Top of Passage
September 9, 2006 Saturday
The Virginian-Pilot Edition

SECTION: BUSINESS; Pg. D1

HEADLINE: Smithfield gets legal victory from labor board

BYLINE: JEREMIAH MCWILLIAMS

BODY:
BY JEREMIAH McWILLIAMS
THE VIRGINIAN-PILOT
Smithfield Packing Co. won a round in a six-year legal battle with a food workers' union over a bitterly contested 1999 unionization vote at the company's bacon plant in Wilson, N.C.
A decision by the National Labor Relations Board has upheld allegations that the company illegally intimidated and harassed workers during the union campaign at the plant.
But the board overturned a decision by an administrative law judge in January 2001 that would have required the Smithfield-based company to enter straight into collective bargaining with the United Food and Commercial Workers International Union. The union lost the vote, 152-108.
Now, the company must post notices acknowledging the workers' right to form a union and declaring that the labor board found Smithfield guilty of violating federal labor law.
Holding a union election "is fine with us," said Smithfield spokesman Dennis Pittman, who added that the company would not appeal the decision. "We won the first round and we'll win the next one."
Smithfield Packing is a subsidiary of Smithfield Foods Inc., the world's biggest hog raiser and pork processor. Smithfield Packing specializes in pork products and has East Coast operations in Virginia, North Carolina, Florida and Maryland. The Wilson, N.C., plant has about 640 employees, Pittman said.
Gene Bruskin, who oversees the union's efforts to organize Smithfield plants in eastern North Carolina, labeled the company's call for an election as just "another scam."
Bottom of Passage
*Directions:*
(a) Name the states where the Smithfield labor board article says Smithfield Packing has East Coast operations.
(b) Write the next few sentences of the Smithfield labor board article, picking up after its final sentence.
Top of Data extracts
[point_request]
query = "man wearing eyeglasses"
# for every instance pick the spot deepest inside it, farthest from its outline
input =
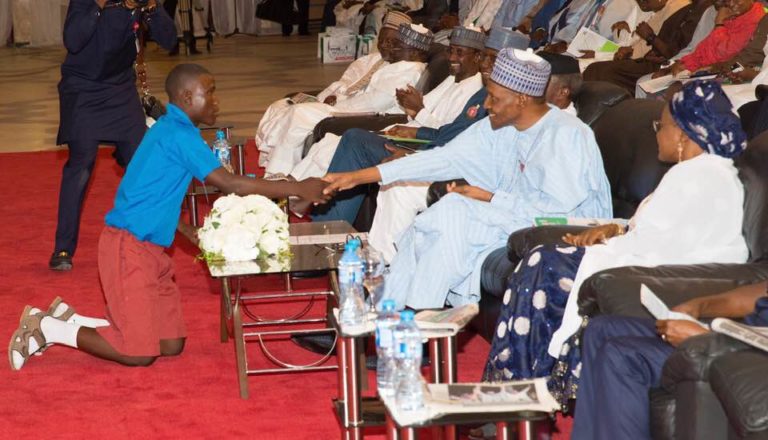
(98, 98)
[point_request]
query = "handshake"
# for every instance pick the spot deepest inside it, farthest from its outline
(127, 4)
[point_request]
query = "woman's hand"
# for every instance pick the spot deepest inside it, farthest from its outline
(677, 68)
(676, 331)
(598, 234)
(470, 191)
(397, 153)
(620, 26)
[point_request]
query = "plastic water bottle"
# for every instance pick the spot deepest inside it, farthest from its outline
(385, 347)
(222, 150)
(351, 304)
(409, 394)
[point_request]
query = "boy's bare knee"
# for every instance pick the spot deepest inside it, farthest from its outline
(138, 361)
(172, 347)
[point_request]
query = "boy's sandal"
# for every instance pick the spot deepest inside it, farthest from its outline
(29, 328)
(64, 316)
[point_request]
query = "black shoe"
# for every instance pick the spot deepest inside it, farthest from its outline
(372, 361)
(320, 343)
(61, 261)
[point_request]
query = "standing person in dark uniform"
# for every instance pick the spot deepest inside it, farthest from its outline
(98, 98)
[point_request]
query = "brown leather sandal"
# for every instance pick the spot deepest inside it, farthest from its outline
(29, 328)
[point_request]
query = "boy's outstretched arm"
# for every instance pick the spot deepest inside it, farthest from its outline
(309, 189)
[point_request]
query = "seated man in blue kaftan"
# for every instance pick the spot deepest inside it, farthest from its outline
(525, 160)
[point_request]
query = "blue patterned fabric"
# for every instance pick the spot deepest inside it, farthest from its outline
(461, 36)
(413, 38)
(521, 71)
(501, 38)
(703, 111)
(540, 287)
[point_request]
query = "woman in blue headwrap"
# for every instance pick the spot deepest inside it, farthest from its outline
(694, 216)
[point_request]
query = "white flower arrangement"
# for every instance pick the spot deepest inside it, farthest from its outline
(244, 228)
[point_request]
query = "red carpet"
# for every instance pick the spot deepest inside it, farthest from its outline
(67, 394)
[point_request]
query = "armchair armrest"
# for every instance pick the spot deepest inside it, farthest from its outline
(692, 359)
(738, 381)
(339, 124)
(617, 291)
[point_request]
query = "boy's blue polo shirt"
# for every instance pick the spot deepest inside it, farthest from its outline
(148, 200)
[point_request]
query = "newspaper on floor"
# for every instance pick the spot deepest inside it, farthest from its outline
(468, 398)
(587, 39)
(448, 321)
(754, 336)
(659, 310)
Bottom of Data extracts
Top of Data extracts
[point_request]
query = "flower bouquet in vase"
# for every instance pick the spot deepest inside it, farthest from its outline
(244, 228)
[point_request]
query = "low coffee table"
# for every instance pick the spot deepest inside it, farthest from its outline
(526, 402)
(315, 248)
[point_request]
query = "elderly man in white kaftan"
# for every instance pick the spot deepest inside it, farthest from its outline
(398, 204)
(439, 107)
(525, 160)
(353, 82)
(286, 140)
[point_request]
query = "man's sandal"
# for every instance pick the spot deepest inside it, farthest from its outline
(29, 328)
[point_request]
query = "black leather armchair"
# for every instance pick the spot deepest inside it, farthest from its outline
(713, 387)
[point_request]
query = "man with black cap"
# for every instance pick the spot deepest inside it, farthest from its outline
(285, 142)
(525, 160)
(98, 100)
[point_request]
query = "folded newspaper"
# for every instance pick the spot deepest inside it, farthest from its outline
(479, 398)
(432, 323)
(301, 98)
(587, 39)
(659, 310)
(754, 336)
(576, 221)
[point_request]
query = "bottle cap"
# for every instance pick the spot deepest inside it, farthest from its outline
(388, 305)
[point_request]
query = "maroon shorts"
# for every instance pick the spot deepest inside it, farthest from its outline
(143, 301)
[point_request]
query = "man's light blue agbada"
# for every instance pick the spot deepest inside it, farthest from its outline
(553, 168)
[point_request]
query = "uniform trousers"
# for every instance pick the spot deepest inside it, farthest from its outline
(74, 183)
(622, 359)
Bottom of Data extracts
*Task answers:*
(a) Virginia, North Carolina, Florida, Maryland

(b)
The union claimed in labor board cases that Smithfield Packing illegally threatened Wilson workers with the loss of their jobs or benefits if they unionized.
"The company was off the chart, once again, in violating the National Labor Relations Act," Bruskin said. "The company once again violated the law and got away with it."
Bruskin said the union would not participate in a new election because many original supporters had left the plant as the company's appeals dragged on. He said the union would appeal the board's decision to federal court.
"It's up to the union," Pittman said. "The ball's in the court."
The conflict mirrors the dispute between the company and the union at a massive 5,500-worker plant in nearby Tar Heel, N.C. The company was found guilty of violating labor law in a 1997 union drive, and has recently called for a new election. But the union has said it's not interested.
"Especially since this has been in the courts for some time, it's very difficult for an organizing campaign to maintain momentum and enthusiasm when you're in a holding pattern," said Richard Hurd, a professor of industrial and labor relations at Cornell University in Ithaca, N.Y. "The union would probably have to start from scratch" in Wilson.